Final exam Flashcards
The six basic needs of people (the study of power)
1) Protection from foreign threats
2) order among the population
3) regulation of the nation’s economy
4) public goods and services
5) socialization w the nation’s youth
6) levying taxes
Elitest theory of power
Where a handful of “elites” hold majority power
Majoritarian theory of power
Where the majority prevails
Pluralist theory of power
Where people of a common interest ban together to promote their ideas
Social Contract
An agreement from a limited government to rule and protect the natural rights of citizens (life, liberty, and happiness)
Popular Sovereignty/Political Equality
In which the power lies in the hands of the people
John Loke
Proposed the natural rights and a branched government
Thomas Hobbes
Stated that people are in a constant state of conflict and that a government is crucial to maintain peace
Jean-Jacques Rosseau
Stated that the government needs to work for the good of the people and that the natural rights would strengthen the nation as long as people did their own part
Constitutional Democracy
The idea that the majority is unlimited
Tyranny of the Majority
The potential of a majority to monopolize power in favor of their interests
Declaration of Independence
The nations motivations for seeking independence (from Britain)
The Federalist Papers
A series of essays written in favor of the constitution
Difference between the Supermacy and the Necessary and Proper Clauses
The Supremacy Clause (Article 6) puts national law over state law and states that the states cannot contradict it
The Necessary and Proper Clause (elastic clause) (article one, section b) gives the government the power to make any laws necessary for them to carry out their jobs (implied powers)

▶ [Record excerpts]

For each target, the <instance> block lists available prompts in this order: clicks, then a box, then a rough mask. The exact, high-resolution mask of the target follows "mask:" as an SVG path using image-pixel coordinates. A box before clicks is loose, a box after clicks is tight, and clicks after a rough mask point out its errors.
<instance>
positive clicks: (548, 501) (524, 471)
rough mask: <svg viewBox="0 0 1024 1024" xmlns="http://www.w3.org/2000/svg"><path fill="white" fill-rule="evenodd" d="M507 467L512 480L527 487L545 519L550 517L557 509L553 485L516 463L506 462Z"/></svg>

...

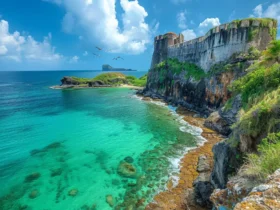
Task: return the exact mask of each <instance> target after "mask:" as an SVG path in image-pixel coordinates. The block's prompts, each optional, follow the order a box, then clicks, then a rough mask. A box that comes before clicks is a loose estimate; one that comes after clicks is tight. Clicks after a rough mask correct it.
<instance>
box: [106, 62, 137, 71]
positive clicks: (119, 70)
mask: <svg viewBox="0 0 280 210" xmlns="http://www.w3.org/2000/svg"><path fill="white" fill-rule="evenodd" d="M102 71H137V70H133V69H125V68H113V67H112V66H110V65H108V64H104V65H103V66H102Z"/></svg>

* * *

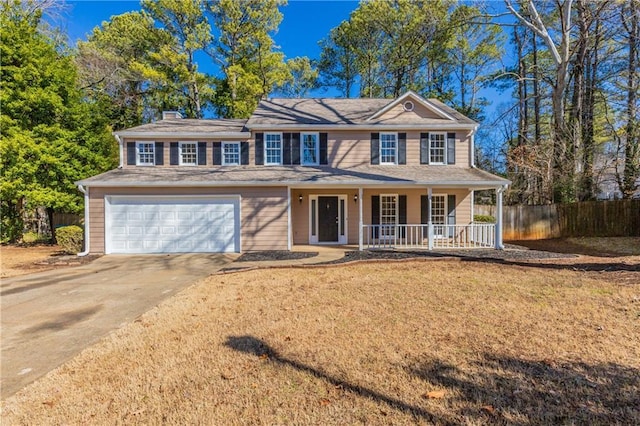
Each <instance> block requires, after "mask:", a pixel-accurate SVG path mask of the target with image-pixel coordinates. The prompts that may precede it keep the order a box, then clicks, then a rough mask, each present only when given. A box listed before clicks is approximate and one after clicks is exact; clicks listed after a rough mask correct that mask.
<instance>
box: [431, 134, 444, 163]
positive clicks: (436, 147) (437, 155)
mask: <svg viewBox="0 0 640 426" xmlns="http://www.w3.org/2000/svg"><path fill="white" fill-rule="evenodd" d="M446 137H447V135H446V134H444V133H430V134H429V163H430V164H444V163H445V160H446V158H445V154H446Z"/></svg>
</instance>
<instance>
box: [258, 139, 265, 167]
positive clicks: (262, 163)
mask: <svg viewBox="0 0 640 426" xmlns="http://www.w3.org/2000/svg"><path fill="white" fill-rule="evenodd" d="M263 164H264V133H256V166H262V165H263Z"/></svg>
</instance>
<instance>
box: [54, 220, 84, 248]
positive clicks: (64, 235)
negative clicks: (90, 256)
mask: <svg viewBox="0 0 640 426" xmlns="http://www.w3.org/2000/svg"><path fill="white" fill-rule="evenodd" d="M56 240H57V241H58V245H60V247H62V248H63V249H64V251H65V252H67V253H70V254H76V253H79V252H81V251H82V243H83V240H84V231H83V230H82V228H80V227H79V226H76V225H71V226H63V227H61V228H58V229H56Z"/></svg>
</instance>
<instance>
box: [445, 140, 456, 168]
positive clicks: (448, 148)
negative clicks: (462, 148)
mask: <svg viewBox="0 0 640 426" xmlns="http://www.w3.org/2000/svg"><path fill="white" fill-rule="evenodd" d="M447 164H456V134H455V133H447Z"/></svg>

▶ [Questions on the material]
a – According to the final exam flashcards, what does the Supremacy Clause place national law over?
b – Carry the final exam flashcards forward with the next few cards, picking up after the card on the Necessary and Proper Clause.
The rows aren't needed for what follows.

▶ [Results]
a – State law.

b –
Federalism
Where the authority is divided between the national gov. and the states
Implied Powers
Powers that are not explicitly stated in the constitution, but are necessary for the government to be able to play its role
The Tenth Amendment
States that any power not given to the federal government is given to the states
State vs. Nation Centered Federalism
state-centered: the states hold majority power
nation-centered: national gov. is dominant over the states
Fiscal Federalism
Funding for state programs; how the national gov. influences state and local law
Article 1
- Grants Congress its powers and limits
- Makes the two sections of the congress
- Bicramel Legislator
Impact of Decentralized Power
Makes congress slow and inefficient, which helps make sure no bad bills are passed, or no person gains too much power
Perceptions of Congress
Terrible. There is am 80-90% disapproval rate at any time
Committee System, Standing and Conference Committees
Tasks are divided between the communities
Standing: Permanent, responsible for a particular public policy area
Conference: Temporary, bargain over differences in a bill before it is passed on to be passed on to the president
Structure of the House and Senate
There are two chambers, senate and house, that mostly work in parallel but have separate powers and obligations
Filibuster and Cloture
Filibuster: The act of someone debating a bill so long that it prevents the descision from being made on the bill entirely
Cloture: A maneuver to end a filibuster, takes 60 votes
Partisan Voting
How strongly a state or district feels about a political party vs. how the rest of the nation feels about them
Single Member Districts vs. Proportional Representation in the Electoral System
Single-member: Votes chose one official
Proportional Representation: Seats held by a party are determined by the number of votes they get
Speaker of the House
Head of the court
House Majority/Minority Leaders
The representative of the party of the most/least seats
Senate President
Vice president, second in line for the president, breaks ties
Senate Majority Leader
Directs the activities in the court (they count votes, take attendance, such)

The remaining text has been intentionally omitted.